### Task statement
Leave out the images and repeat the listing below without a single change.
* * *
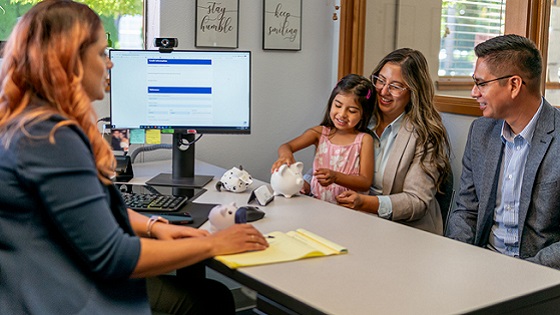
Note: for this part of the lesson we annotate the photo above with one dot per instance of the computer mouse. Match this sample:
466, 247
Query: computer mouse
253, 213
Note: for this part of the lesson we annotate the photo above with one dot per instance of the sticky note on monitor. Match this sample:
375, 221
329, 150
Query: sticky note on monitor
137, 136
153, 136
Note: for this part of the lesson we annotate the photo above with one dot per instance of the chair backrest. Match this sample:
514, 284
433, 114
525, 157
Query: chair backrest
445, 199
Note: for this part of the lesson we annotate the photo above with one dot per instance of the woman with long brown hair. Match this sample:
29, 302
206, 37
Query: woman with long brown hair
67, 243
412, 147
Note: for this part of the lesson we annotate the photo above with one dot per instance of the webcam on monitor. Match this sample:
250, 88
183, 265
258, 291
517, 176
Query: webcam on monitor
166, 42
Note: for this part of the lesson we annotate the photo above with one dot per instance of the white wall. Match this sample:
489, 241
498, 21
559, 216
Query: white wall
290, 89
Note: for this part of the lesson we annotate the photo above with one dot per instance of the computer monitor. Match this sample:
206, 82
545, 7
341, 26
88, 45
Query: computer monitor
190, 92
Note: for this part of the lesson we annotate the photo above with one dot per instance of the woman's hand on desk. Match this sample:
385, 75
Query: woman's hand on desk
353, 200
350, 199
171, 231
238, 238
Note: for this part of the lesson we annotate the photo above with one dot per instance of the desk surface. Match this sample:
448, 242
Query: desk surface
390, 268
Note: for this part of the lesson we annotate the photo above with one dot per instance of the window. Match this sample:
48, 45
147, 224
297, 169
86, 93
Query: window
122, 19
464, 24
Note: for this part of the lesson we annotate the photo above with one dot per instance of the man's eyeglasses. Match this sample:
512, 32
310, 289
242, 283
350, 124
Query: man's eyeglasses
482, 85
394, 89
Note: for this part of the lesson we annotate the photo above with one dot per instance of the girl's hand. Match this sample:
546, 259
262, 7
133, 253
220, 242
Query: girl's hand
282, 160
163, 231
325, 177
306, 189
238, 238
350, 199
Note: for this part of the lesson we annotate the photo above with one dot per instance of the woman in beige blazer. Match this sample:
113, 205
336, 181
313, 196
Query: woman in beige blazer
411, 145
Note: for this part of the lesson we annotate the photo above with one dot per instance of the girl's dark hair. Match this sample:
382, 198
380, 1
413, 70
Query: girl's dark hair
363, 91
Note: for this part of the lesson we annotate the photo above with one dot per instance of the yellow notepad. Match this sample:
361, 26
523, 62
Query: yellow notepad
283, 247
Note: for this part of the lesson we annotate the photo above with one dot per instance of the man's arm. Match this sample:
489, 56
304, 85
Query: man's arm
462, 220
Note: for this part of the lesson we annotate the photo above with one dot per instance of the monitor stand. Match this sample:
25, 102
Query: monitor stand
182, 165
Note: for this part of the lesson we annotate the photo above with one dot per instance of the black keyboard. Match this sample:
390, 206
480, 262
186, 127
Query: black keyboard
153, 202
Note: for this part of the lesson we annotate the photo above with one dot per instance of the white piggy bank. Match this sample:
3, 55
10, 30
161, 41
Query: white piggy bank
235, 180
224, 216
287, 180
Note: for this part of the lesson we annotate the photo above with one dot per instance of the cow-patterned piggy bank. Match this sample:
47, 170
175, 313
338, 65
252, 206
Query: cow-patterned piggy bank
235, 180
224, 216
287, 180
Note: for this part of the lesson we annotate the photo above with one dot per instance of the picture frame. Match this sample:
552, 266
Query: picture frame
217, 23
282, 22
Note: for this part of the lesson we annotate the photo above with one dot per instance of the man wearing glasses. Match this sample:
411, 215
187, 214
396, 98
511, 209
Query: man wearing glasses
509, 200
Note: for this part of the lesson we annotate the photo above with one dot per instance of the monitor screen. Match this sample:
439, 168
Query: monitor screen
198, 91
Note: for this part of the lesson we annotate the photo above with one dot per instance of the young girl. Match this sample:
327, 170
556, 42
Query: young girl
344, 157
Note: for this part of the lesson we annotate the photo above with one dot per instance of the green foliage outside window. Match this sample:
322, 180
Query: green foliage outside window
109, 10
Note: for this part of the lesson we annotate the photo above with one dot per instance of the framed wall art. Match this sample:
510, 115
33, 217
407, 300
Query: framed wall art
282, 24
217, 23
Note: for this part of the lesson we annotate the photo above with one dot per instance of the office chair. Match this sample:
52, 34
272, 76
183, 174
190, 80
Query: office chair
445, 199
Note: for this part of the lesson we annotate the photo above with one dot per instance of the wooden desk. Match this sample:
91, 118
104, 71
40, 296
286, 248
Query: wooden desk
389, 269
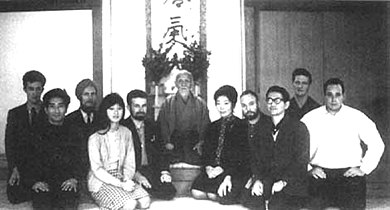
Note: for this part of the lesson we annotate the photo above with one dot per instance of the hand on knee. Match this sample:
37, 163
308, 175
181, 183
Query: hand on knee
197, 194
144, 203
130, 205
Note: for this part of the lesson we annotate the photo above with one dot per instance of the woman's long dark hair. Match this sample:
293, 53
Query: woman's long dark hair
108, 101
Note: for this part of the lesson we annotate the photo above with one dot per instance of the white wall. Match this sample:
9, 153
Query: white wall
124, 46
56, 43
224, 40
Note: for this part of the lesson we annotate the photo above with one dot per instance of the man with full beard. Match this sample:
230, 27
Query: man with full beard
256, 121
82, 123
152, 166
* * *
### Reply
Note: for this part of the lesson we annotate the photo above with one dot per instance of the computer mouse. Match this sample:
466, 247
Query: computer mouse
253, 213
Note: for this part of the lesson we annotate the photo above with one dot per instance of the sticky note on monitor. Match this sample:
375, 221
329, 150
Query: sticky note on monitor
137, 136
153, 136
Note: for this part of the lesson we annotate the photo above with one dot per instance of the chair backrest. Match this sample:
514, 284
433, 114
525, 157
Query: chair backrest
445, 199
Note: for this part of the lesson we annotate the photo above with one dot per instance of the woman with long brown hair. Match this sample:
29, 302
206, 37
Query: woman with long brown hair
67, 243
412, 147
Note: for this part of the lesson we annotate the photo above with one dot per instance of the webcam on monitor. Match this sample:
250, 88
183, 265
258, 291
517, 176
Query: webcam on monitor
166, 42
Note: for this part of the lesson we annotate the photo above with one dot per instance of the white wall. Match this sample:
489, 241
498, 21
559, 216
Query: white wall
290, 89
Note: for this part of the lesson we annotate the photo above with one dot per instance of the computer monitor. Match this sample:
206, 82
545, 7
341, 26
88, 45
Query: computer monitor
190, 92
Note: for this part of the lesson we annotate the photo above with one dot per instance of the woman's hand on desk. Match this sample:
385, 75
Query: woman's hand on desk
353, 200
350, 199
171, 231
238, 238
Note: for this part of the lesson we annotate the photo above with one dot per instance of the desk surface. Match this sample:
448, 242
Query: desk surface
390, 268
Note: for this part of the lesson we annotate the photo above with one dot per instance of the window. Match this sample:
48, 45
147, 224
297, 169
86, 93
Query: window
122, 19
464, 24
Note: for this part of the lesson we annotate the photo above with one dot per instance of the man's eyeglasses. Match this sample:
512, 32
310, 289
242, 283
350, 124
Query: man's eyeglasses
482, 85
394, 89
Note: for this part of the lesson we annotate the photo above with one dot per instance of the girl's hand. Match this sample:
546, 259
262, 7
133, 253
220, 242
Query: girl's hand
282, 160
163, 231
325, 177
306, 189
238, 238
350, 199
Note: for this part of the lesson we annotate the photo above with one dot per instance of the woman in beige blazer. Match this sample:
113, 205
336, 181
313, 196
Query: woman in beige blazer
411, 145
Note: for this part of the lesson we annotate the photo above with one dot per instance of the girl's dark hair. Match this sample:
382, 198
380, 1
413, 70
Query: girl's dark hair
363, 91
Note: for this part of the lesson we annotate the photo above with one dot per instance of the yellow notepad. Match this sample:
361, 26
523, 62
Query: yellow notepad
283, 247
Note: for this part of the lesson we annotate the photo above with one dot per instance of the man's arm. Match this sample:
489, 56
304, 85
Query: man's arm
462, 220
Note: for this part of the lesson we annotate the photo above with one dot per instance of the monitor stand. Match this sample:
25, 102
Query: monitor stand
182, 165
Note: for this part of the lesson we annotate the photo above with one dot per instance of the black keyboard. Match this sample:
390, 206
480, 262
186, 127
Query: black keyboard
153, 202
Note: for this part of the lesson we annotate the photo above with one dot per instance of the white piggy bank. Match this sample:
3, 55
10, 30
161, 41
Query: white piggy bank
235, 180
224, 216
287, 180
Note: for this part of the lesson we annotate the photo above with one dot per instance of the cow-patterned piggy bank. Match this sample:
47, 170
175, 313
338, 65
252, 206
Query: cow-patterned piggy bank
235, 180
224, 216
287, 180
Note: for this part of the lesson we annotate the photo above with one dot per instance of the picture frame. Match this sample:
552, 266
Query: picture frame
217, 23
282, 22
Note: for this part of the lesson we annotate the photo above with one dot per instance of the man wearing glasses. Match this sample:
411, 215
187, 214
396, 98
511, 209
Query: man wearing glasses
509, 200
Note: for this part of the lesson we annotate the photo above with one dot per instance of the monitor screen. Match this sample:
439, 168
Query: monitor screen
198, 91
Note: for this part of the lesson we annotate the photo above with one dot per instance of the young girl. Match this sample:
327, 170
556, 42
Query: young girl
344, 157
Note: for this part of the lesson we annotate the photo above with one dot per instance of the green foliage outside window. Match this sample:
322, 180
Query: green foliage outside window
109, 10
Note: for this part of the lesson we annotate the photo above with one dot per instance of the framed wall art. Match this sample:
510, 115
33, 217
407, 300
Query: framed wall art
282, 24
217, 23
Note: for this part of the lesson we annotate the photo above with one dot per instance of the office chair. Match this sample:
52, 34
272, 76
183, 174
190, 80
Query: office chair
445, 199
Note: for this part of the lesson we annotate the photo above with one dot per instance of the wooden desk. Match this sample:
91, 118
104, 71
40, 296
286, 248
Query: wooden desk
389, 269
Note: for this part of the lesson we annotate the photo above with one dot per instance of the hand on knee. Match this sample:
37, 163
308, 175
181, 183
Query: hand on knee
197, 194
144, 203
130, 205
Note: for this part of the lesson we annotate the photo above with one dot per instance of the woman's long dark hair. Match this sample:
293, 53
Query: woman's long dark hair
108, 101
Note: for this part of the lesson we annotate the photo above with one dot per instance of the white wall. Match this sample:
9, 153
Query: white wall
124, 46
56, 43
224, 40
Note: for this part of the lesson we annotate the photo above with one dot per instance of the man with full beard. Match this sample:
230, 27
Query: man with full beard
256, 121
82, 123
152, 166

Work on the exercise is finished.